** INSTRUCTIONS FOR THE TASK **
Reproduce all of the data word for word.
##### MATERIAL PROVIDED
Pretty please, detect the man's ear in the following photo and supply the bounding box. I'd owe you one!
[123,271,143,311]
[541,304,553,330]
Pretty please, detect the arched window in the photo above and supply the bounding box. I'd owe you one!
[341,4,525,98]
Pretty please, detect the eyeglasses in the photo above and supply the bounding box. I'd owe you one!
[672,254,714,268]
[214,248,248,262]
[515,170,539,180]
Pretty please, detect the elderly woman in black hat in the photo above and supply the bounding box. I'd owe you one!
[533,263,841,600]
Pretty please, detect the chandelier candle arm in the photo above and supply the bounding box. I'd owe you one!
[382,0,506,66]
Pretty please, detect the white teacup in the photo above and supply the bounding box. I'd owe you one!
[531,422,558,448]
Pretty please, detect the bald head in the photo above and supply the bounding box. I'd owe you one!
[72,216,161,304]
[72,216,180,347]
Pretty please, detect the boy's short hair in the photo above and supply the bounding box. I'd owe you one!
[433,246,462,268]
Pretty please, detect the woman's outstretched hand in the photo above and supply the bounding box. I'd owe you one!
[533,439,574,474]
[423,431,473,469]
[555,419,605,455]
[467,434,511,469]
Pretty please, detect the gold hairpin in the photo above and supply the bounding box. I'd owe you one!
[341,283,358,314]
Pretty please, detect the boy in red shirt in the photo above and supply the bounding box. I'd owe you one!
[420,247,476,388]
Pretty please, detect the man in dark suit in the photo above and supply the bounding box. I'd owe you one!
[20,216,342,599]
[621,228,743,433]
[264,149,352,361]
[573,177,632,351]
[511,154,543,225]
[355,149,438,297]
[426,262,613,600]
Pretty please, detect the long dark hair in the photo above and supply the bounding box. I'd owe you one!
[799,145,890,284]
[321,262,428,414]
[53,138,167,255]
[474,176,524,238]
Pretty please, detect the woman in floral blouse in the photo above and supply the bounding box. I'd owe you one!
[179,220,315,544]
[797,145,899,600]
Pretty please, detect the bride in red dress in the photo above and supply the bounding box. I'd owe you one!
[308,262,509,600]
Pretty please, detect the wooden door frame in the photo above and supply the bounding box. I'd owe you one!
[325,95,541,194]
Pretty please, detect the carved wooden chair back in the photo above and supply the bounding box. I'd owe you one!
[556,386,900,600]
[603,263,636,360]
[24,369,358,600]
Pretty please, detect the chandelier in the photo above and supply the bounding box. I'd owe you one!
##########
** OUTPUT FOR THIS EXERCISE **
Pretty please, detect the man's ear in the following photo and supply the bounding box. I'd owe you one!
[123,271,143,311]
[541,304,553,330]
Pretty please, detect the arched window in the photo above and supply the bounding box. I'd owe you one!
[341,4,525,98]
Pretty please, detect the eyeglasses in the photo above and supply the bounding box. I'd owe you one!
[672,254,714,268]
[214,248,248,262]
[515,170,539,180]
Pretty please, detect the elderly woman in black hat in the photo above and supply the bounding box. I'd owe you one!
[533,263,841,600]
Pretty please, detect the chandelier candle arm in the photo above and supply the bounding box. I'd owe you one!
[382,0,506,66]
Pretty please, detect the white teacup in the photo above and supply the bounding box. I'd owe you one!
[531,422,558,448]
Pretty please, detect the bald head in the photo above and supply the bounding box. I'd owe you one!
[72,216,161,304]
[72,216,180,347]
Pretty please, detect the boy's short hair in the photo above and supply the bounding box. I'd owe you one!
[433,246,462,268]
Pretty please, detect the woman's outstretched hand in the photo above and supply the bounding box. I'd owe you one!
[533,439,574,474]
[423,431,473,469]
[555,419,605,455]
[467,434,511,469]
Pretty please, detect the gold hairpin in the photo above and supply the bounding box. I'd owe you one!
[341,283,358,314]
Pretty please, detect the boy in red shirt in the photo above and supply the bounding box. I'd owe you one!
[420,247,476,388]
Pretty please, detect the man in dark suit in the photo above and supply the bounding box. I'd owe you one!
[20,216,342,599]
[621,228,743,433]
[264,149,352,361]
[573,177,632,351]
[511,154,543,225]
[355,149,438,297]
[426,262,613,600]
Pretty please, detect the long dark hair in the photo above and supply the bounding box. I'd owe you one!
[799,145,890,284]
[321,262,428,414]
[53,138,167,255]
[474,176,524,238]
Pretty please, detect the woman in floral blouse in the photo above and supply the bounding box. I'd owe you one!
[179,220,315,544]
[797,145,899,600]
Pretty please, detect the bride in red dress in the photo above and supply the bounding box. I'd owe you one!
[308,262,509,600]
Pretty please, detect the wooden door frame in the photo above and supply the bounding box. I'd owe you one!
[325,95,541,194]
Pretty please, detect the carved wooden chair back in the photo above and supply the bounding box. I'd owe you one!
[556,386,900,600]
[603,263,636,360]
[24,369,358,600]
Pretty please, detect the chandelier in the photo above and supply the bounding box. I'd owe you one!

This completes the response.